GOALS:
a) Output the passage of the DLA survey supporting statement starting with "SUPPORTING STATEMENT - PART" and going on through "by website visitors.", copied word for word.
b) What OMB Control Number does the DLA survey supporting statement give for the Desktop Browse Survey?
c) Take the DLA survey supporting statement further, picking up after its last sentence.

SOURCE EXCERPT:
SUPPORTING STATEMENT - PART A
DLA Desktop Browse Survey – OMB Control Number 0704-DDBS
1. Need for the Information Collection
The Defense Logistics Agency is an organization with a public-facing website used to inform and work with its customers in the military services; federal, state, and local governments; industry and small business; and the general public. Measurement and feedback through surveying is needed to better meet the needs of the agency’s audiences and provide both overall goals for improvement and to address specific issues presented by website visitors.
While most of the impact of the survey is directly applied back to the website, feedback can partially influence other DLA functions. Data derived from surveying customer experiences on the agency’s website provides added context for long-term business decisions within the agency ranging from communications campaigns to information technology infrastructure.

Location identification listing
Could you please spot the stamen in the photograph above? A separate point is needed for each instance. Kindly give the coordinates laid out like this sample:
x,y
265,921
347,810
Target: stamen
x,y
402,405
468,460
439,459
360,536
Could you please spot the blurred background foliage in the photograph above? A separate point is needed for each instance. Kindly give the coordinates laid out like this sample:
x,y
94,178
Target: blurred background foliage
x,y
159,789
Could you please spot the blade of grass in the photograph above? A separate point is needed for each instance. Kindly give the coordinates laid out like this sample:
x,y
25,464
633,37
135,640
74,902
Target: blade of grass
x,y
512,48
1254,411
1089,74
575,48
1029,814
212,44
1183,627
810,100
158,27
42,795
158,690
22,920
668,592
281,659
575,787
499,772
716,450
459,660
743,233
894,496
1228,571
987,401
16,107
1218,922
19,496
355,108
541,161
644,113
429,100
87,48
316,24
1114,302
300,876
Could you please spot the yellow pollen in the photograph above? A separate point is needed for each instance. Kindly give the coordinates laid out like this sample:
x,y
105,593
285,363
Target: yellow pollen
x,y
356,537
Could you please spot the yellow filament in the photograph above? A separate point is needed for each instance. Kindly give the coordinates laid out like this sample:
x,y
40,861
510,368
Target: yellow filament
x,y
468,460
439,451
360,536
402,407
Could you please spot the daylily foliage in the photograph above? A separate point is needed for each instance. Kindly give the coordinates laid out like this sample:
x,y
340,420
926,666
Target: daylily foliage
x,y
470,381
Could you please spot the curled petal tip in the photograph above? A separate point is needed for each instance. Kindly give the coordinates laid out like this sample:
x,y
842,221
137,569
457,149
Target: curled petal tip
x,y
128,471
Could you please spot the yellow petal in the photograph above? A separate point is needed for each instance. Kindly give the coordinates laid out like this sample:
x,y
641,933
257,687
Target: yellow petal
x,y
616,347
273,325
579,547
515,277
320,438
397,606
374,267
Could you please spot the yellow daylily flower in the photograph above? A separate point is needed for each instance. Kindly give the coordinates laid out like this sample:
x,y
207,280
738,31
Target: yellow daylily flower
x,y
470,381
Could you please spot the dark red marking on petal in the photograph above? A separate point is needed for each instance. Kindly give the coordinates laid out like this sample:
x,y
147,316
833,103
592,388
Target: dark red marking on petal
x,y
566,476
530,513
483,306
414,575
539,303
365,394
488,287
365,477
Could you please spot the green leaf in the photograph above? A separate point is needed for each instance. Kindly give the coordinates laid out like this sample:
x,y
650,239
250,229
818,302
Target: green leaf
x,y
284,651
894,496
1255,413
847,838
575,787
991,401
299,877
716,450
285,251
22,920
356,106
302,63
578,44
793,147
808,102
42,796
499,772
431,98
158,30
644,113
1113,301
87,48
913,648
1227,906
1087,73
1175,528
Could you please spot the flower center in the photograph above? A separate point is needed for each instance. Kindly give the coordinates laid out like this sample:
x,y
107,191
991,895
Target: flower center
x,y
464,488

--

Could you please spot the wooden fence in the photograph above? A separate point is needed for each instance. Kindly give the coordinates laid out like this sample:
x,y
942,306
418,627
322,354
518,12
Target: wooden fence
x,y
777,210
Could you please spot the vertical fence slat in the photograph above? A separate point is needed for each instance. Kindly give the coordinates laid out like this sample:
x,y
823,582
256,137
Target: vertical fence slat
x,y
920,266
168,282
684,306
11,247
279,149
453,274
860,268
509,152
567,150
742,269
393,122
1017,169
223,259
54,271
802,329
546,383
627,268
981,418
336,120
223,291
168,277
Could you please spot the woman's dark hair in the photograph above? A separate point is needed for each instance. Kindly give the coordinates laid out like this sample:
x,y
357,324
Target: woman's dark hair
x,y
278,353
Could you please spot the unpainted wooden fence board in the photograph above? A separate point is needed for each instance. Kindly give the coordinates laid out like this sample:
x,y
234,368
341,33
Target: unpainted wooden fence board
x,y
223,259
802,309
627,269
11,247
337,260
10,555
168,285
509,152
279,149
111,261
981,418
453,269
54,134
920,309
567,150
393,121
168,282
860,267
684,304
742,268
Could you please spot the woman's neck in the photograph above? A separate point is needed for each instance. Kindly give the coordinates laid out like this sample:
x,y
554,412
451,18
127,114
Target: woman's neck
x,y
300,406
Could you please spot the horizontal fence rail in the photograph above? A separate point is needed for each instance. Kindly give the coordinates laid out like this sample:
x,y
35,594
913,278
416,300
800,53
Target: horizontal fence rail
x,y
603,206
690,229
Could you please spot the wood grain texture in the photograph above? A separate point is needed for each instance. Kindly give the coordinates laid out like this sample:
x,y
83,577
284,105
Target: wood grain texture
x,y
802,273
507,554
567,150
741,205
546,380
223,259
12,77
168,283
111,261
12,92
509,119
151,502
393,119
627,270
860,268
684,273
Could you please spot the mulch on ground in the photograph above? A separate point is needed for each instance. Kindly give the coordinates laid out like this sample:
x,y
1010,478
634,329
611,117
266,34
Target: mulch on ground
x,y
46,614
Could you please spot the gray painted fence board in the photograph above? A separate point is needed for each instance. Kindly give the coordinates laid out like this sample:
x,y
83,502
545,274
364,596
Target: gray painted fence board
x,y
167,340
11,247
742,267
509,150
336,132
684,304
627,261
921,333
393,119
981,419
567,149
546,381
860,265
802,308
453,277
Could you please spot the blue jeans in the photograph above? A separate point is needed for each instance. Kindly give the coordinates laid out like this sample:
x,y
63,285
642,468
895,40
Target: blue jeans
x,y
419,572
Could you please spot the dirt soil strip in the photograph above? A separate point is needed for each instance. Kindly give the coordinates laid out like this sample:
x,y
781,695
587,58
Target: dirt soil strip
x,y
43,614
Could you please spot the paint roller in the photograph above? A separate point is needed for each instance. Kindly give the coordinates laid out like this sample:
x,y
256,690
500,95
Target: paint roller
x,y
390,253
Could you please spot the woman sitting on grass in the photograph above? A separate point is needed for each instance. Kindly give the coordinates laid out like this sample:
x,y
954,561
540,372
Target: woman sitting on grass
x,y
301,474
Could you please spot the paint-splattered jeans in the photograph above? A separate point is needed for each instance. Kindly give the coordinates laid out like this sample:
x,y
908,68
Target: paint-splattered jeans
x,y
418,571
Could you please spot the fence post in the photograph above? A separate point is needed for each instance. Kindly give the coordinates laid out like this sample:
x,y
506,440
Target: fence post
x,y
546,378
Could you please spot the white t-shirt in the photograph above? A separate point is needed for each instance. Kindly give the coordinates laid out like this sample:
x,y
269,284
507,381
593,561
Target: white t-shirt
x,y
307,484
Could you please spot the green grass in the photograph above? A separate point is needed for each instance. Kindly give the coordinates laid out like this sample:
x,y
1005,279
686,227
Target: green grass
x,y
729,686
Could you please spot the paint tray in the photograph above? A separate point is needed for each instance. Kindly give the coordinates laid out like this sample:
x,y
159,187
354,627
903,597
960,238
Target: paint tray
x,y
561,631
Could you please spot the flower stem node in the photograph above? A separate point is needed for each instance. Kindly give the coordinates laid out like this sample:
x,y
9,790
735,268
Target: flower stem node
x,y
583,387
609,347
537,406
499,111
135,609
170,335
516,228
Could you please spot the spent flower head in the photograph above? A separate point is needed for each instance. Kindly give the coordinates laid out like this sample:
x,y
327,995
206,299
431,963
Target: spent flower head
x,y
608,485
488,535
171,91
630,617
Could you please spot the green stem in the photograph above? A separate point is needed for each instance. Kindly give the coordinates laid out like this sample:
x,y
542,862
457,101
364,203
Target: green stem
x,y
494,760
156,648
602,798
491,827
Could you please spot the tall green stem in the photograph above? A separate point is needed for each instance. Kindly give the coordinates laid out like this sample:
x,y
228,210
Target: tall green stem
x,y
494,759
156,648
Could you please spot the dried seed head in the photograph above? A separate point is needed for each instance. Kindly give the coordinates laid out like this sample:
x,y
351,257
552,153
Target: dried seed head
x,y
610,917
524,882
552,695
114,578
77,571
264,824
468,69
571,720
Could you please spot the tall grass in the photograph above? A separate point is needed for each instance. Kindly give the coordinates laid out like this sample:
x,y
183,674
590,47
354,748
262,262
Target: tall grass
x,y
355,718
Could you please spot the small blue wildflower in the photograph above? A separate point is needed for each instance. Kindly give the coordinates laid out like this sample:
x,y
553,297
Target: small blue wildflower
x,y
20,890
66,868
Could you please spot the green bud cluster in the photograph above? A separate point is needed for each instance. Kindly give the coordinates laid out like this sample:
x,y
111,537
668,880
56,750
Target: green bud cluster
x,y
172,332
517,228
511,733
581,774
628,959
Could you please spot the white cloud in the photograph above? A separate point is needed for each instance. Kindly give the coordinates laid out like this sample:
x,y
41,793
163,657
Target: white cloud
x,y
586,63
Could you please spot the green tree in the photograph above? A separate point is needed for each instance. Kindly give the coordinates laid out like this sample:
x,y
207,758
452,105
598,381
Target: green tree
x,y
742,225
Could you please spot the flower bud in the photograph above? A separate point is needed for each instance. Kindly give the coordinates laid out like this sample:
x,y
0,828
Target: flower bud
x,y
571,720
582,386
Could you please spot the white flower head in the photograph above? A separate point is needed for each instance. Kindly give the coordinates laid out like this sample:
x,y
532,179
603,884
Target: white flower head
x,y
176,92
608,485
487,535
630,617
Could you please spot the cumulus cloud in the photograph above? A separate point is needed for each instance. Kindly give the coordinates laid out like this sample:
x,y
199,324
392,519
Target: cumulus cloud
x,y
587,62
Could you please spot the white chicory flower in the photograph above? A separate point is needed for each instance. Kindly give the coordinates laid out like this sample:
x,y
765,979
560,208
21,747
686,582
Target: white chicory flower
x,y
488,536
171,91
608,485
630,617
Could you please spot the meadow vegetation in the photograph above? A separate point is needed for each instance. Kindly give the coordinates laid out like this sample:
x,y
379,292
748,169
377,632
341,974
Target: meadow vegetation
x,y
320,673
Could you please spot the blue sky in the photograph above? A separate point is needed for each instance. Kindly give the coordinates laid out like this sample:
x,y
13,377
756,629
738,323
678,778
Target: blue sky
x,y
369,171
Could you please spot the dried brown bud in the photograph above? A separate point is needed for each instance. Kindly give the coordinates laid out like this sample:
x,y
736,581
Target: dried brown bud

TASK-BY-TASK OUTPUTS:
a)
SUPPORTING STATEMENT - PART A
DLA Desktop Browse Survey – OMB Control Number 0704-DDBS
1. Need for the Information Collection
The Defense Logistics Agency is an organization with a public-facing website used to inform and work with its customers in the military services; federal, state, and local governments; industry and small business; and the general public. Measurement and feedback through surveying is needed to better meet the needs of the agency’s audiences and provide both overall goals for improvement and to address specific issues presented by website visitors.

b) 0704-DDBS

c)
Previous surveying provided a valuable focus for a sitewide redesign that concluded in 2022. Continued surveying would help measure the effectiveness of the redesign and provide direction for ongoing maintenance efforts. Further surveying would also provide insight into other areas of improvement as DLA’s hosting agency, the Defense Media Activity, moves forward with changes to the overall content management system to better meet customers’ needs in the next three to five years.
Authorities for this collection:
The 2021-2026 DLA Strategic Plan specifies two areas relating to metrics collection and customer feedback in the “Trusted Mission Partner” line of effort:
Objective 3.1: Implement customer-centric performance metrics and predictive problem-solving culture
Objective 3.3: Provide next generation customer service, including a customer feedback mechanism
“Building trust begins with understanding our customers’ priorities. Through a collaborative, data-driven problem-solving culture, we will pursue viable solutions to these critical challenges. DLA will improve trust and transparency by enhancing customer-facing tools and software, formalizing customer feedback and increasing collaboration at all levels. We will align performance metrics and targets to ensure we are accountable to our customers.”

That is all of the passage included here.